(GIVEN INSTRUCTION): Set down exactly, and only, the lines from the one with "Question. The photograph above contains instances of the wispy" to the final line of the entries, both included.

-------

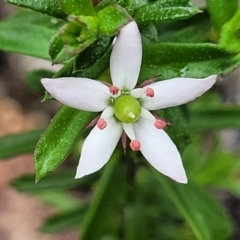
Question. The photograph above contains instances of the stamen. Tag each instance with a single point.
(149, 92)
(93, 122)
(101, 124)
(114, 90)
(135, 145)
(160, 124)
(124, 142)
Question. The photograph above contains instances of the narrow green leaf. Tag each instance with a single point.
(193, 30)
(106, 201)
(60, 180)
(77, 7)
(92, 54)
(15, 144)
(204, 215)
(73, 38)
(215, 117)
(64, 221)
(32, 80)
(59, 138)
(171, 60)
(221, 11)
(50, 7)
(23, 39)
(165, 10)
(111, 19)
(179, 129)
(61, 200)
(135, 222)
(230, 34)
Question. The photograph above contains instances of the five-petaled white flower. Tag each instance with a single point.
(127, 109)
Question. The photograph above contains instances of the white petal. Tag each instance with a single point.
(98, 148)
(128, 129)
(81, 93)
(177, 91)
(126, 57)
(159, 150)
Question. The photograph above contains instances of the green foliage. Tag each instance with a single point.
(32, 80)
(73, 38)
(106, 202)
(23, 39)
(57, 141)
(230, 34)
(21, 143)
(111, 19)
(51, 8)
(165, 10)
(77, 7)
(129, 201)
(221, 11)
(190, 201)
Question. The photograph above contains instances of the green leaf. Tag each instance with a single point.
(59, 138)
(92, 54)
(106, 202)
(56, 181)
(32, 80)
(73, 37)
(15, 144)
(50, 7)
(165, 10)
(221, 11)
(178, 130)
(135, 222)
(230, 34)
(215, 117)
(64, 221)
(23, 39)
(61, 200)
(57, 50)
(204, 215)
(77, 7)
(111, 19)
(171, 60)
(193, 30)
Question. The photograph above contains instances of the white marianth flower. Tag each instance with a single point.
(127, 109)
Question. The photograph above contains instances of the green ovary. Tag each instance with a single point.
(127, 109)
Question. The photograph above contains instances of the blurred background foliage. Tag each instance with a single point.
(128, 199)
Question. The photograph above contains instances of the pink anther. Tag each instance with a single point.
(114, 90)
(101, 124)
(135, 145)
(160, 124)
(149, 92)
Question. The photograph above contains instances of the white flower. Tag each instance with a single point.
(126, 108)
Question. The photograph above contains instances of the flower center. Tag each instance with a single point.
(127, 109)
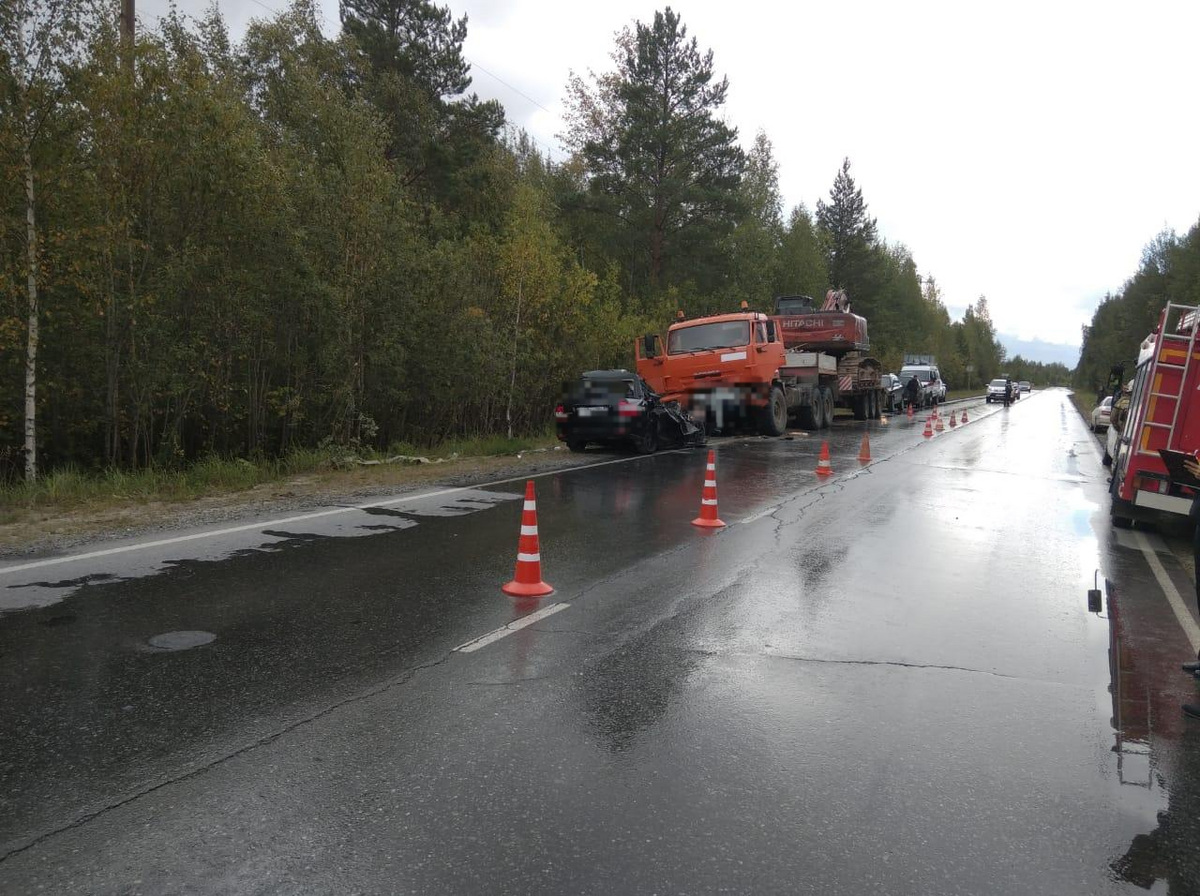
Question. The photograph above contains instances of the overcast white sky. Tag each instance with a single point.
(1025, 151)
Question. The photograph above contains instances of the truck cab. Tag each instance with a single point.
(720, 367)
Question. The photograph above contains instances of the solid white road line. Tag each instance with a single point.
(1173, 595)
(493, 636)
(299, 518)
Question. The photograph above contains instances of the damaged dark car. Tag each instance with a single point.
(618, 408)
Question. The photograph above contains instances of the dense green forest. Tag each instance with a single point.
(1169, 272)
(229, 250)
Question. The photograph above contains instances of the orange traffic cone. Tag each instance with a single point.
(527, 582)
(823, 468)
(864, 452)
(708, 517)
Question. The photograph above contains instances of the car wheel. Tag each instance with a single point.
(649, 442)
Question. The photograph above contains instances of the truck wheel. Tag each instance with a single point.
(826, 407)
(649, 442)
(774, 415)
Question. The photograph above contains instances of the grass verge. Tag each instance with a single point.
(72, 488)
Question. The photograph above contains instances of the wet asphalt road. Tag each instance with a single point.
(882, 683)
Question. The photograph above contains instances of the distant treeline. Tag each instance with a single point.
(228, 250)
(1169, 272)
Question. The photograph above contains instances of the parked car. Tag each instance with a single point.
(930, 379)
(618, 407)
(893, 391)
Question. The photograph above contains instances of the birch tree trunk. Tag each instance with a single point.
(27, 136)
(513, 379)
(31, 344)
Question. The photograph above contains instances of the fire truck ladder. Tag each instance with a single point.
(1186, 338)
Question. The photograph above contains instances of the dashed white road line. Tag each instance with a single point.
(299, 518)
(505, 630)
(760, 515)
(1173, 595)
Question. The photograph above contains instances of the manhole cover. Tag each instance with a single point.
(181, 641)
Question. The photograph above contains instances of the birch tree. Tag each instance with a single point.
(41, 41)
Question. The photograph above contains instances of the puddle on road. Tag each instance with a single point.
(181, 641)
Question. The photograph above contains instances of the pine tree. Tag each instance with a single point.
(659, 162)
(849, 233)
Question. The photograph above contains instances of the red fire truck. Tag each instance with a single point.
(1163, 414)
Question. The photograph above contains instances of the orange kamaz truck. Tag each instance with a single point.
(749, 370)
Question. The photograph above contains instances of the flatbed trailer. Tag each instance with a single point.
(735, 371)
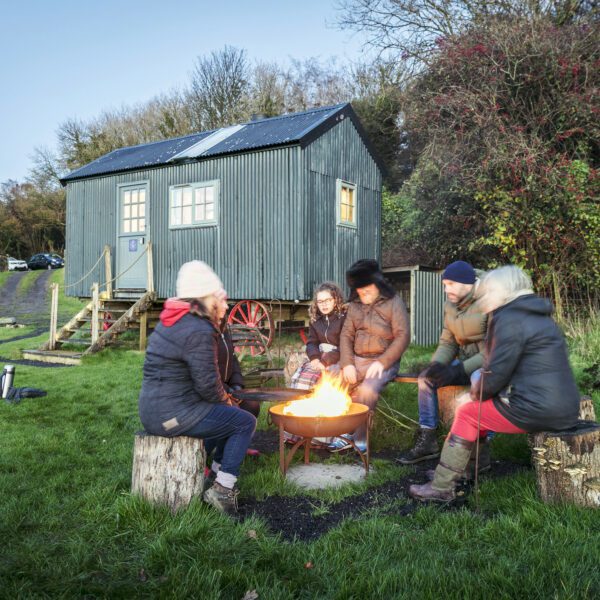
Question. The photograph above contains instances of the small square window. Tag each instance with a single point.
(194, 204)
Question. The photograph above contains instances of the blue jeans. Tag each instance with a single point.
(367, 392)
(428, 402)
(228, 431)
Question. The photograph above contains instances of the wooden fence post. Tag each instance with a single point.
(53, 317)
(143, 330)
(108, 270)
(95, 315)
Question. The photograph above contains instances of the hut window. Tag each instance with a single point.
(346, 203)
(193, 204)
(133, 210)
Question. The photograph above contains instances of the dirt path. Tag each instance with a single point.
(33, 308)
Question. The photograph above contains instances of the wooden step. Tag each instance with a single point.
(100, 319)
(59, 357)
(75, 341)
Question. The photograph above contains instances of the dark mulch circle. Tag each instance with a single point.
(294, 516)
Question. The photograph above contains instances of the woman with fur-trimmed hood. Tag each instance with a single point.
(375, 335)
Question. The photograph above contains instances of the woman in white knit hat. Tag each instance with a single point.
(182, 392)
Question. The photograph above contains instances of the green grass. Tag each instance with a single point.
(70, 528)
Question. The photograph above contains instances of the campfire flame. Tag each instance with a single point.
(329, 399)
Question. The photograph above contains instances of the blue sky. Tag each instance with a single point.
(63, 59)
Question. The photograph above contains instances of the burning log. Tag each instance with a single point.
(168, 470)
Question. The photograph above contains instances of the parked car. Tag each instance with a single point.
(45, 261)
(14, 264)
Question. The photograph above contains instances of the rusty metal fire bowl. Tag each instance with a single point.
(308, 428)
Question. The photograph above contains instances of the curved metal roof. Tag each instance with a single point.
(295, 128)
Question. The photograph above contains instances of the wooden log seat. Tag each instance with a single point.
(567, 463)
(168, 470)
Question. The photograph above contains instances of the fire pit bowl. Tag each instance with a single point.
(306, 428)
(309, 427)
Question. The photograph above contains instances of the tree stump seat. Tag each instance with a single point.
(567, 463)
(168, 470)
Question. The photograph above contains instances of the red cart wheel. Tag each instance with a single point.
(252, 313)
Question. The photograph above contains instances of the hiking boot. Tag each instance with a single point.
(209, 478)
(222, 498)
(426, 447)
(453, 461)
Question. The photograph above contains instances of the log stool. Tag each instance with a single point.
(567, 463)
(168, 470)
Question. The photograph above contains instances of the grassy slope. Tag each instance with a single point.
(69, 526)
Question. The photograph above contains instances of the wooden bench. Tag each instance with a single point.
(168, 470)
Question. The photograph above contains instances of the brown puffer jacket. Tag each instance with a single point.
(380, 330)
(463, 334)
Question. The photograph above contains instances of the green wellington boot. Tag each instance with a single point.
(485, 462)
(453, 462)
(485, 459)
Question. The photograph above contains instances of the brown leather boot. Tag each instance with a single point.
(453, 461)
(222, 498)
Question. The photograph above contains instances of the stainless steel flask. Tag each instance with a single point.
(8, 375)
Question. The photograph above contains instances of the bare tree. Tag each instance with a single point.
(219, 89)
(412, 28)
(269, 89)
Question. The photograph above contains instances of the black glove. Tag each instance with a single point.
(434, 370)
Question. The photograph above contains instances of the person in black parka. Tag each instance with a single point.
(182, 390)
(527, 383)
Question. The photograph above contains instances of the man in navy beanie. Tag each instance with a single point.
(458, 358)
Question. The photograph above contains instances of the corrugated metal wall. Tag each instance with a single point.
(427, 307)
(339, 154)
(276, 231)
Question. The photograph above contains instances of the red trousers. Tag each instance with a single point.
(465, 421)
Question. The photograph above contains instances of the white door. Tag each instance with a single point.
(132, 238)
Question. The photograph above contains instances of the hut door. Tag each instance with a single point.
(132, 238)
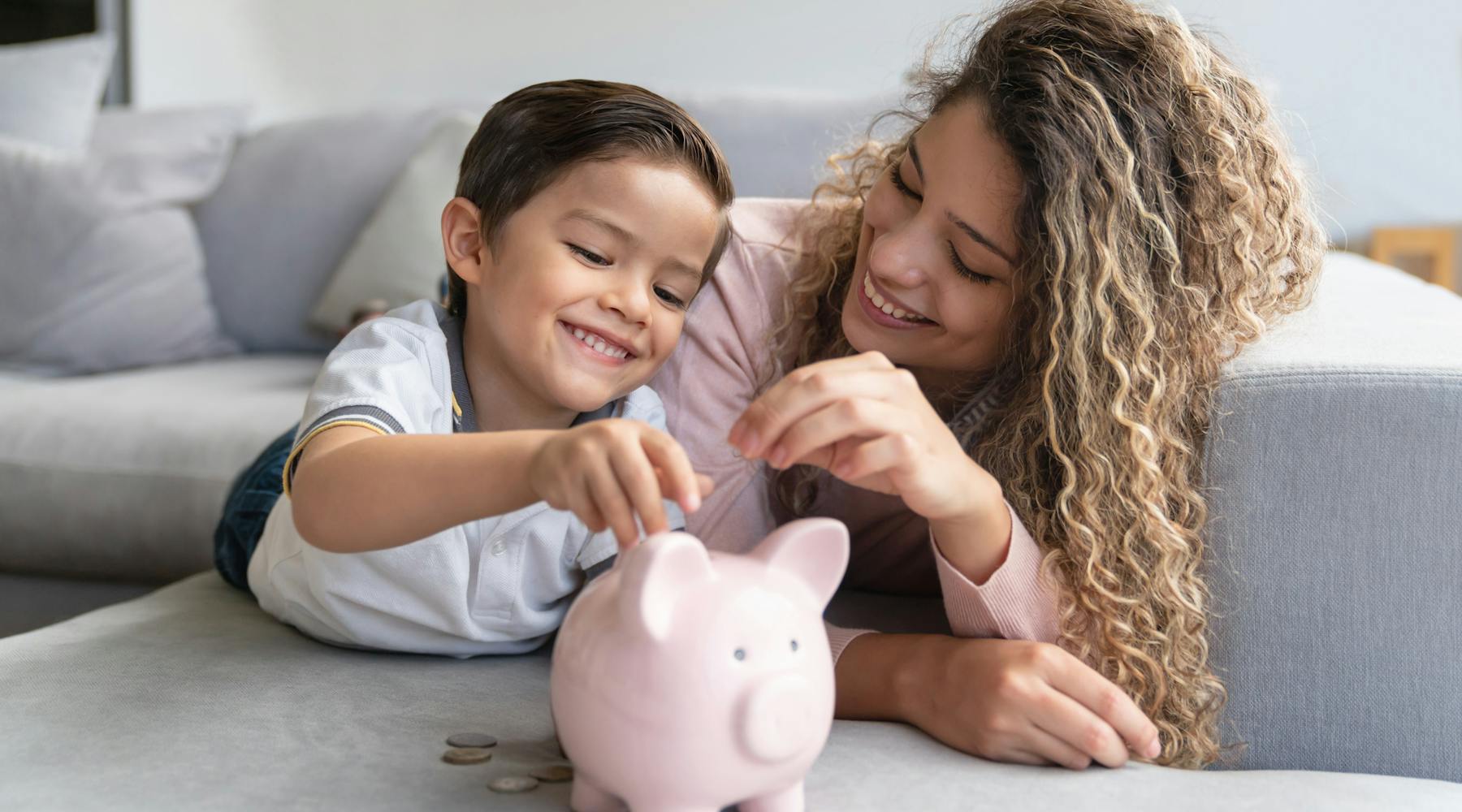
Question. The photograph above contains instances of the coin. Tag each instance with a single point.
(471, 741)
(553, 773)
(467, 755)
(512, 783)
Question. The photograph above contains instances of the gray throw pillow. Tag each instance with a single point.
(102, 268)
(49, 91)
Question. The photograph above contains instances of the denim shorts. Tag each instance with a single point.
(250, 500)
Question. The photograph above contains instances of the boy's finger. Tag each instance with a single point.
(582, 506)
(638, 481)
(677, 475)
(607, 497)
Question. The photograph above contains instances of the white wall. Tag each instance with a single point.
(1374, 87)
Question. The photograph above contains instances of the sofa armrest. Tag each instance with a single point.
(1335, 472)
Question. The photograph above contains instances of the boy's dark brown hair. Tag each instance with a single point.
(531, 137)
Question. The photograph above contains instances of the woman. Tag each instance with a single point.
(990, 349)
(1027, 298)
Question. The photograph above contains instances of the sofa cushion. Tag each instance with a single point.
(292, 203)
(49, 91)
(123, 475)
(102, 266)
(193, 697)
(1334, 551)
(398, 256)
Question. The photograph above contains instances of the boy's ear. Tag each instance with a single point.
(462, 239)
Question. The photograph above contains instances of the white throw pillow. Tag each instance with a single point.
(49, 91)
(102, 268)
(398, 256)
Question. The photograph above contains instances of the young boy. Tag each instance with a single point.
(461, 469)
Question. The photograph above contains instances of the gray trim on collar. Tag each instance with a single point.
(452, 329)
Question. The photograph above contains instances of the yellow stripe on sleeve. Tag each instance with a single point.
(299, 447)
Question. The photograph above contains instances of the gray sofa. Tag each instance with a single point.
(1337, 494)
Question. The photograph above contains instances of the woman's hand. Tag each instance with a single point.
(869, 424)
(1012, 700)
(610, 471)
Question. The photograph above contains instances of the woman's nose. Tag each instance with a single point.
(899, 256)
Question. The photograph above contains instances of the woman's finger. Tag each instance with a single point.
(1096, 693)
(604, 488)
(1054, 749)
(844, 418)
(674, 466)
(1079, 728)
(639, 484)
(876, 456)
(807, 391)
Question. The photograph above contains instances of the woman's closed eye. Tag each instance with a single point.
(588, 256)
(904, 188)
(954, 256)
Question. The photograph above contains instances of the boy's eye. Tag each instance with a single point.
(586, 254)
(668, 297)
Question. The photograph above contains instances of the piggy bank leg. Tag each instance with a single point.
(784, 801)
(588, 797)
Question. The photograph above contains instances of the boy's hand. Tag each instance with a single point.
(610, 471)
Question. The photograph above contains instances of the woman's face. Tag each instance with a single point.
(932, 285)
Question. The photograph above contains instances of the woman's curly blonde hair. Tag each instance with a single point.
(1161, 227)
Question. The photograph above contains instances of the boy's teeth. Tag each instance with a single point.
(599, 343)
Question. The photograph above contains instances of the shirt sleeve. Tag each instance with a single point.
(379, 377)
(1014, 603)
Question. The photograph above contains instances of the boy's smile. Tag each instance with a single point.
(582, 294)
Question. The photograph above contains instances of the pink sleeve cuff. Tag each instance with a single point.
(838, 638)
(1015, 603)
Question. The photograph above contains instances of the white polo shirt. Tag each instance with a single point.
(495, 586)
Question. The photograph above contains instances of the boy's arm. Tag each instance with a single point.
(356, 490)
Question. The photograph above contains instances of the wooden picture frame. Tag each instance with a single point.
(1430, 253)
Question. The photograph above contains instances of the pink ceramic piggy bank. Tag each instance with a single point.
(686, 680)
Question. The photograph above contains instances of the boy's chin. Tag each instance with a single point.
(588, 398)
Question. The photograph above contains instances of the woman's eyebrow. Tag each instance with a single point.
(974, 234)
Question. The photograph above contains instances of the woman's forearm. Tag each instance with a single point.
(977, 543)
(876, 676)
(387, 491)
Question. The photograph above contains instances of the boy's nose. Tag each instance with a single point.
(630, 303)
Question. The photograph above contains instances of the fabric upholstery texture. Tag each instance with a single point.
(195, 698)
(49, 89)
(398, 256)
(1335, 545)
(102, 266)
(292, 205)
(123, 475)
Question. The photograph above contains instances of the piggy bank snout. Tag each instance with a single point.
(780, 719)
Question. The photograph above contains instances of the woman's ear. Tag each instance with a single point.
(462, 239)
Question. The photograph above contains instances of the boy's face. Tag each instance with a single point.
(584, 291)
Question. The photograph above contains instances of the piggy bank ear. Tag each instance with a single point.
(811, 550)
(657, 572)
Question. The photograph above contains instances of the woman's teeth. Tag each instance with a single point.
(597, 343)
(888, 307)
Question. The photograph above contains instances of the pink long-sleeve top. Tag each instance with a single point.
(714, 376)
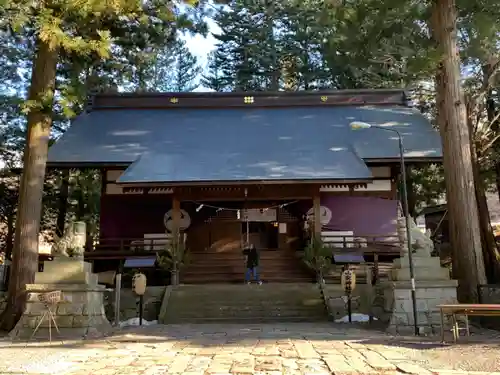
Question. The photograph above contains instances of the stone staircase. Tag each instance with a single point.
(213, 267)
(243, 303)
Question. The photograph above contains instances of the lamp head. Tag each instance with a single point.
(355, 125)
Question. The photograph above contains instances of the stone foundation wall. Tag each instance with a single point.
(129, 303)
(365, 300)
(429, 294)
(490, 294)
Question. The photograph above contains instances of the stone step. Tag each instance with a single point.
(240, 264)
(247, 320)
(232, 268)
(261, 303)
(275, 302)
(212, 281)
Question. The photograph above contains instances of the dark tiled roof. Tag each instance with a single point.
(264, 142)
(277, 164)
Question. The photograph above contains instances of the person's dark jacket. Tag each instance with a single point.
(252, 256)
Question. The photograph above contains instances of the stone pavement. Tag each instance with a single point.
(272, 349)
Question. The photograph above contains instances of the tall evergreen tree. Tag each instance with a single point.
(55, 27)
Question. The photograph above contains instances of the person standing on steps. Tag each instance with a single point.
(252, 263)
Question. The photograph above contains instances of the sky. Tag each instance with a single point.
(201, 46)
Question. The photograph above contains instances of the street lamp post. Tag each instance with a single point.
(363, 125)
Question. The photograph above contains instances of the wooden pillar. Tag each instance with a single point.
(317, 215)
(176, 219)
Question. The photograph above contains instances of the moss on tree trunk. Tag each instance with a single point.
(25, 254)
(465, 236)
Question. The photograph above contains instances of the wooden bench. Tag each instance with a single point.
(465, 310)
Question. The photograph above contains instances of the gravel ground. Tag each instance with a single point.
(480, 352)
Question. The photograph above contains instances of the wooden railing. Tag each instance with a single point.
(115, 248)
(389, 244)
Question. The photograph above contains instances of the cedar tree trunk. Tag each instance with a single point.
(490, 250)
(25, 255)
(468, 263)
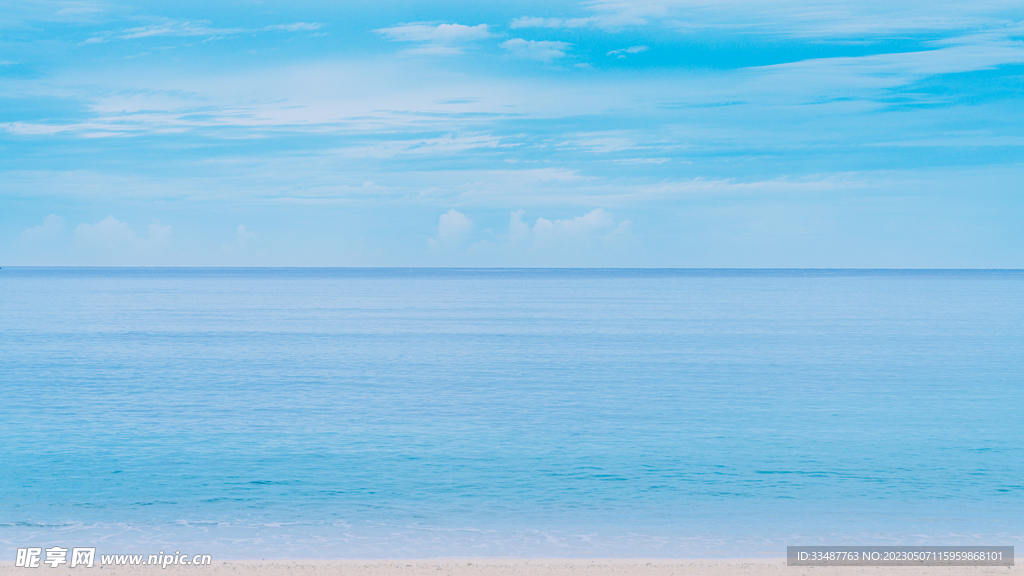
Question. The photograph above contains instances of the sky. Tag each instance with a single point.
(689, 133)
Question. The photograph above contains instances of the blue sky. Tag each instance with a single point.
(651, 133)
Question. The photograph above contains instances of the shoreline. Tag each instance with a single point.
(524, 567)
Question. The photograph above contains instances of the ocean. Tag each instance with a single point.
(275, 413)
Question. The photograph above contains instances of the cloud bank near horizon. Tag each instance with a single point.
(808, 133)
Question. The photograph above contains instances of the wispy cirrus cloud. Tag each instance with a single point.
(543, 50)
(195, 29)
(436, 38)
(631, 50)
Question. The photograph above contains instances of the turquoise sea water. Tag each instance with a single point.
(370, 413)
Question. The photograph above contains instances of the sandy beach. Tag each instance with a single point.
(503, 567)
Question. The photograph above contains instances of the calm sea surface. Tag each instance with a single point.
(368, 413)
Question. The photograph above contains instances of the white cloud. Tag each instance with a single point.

-------

(SOLUTION FOR THIS PROBLEM):
Question. The photograph above contains instances of the wispy cirrus cloud. Tag each instance with a single point.
(543, 50)
(195, 29)
(436, 38)
(631, 50)
Question. The photograph above contains instances of the turquoise sea water. Tag each instance with a single point.
(370, 413)
Question. The photograph above contains instances of the sandy beach. Tag each instance with a single point.
(503, 567)
Question. The photograph above contains instances of the calm sea surface. Tag each instance with a single point.
(368, 413)
Question. The photograph above contains instances of the white cloud. Tag each instance with a single point.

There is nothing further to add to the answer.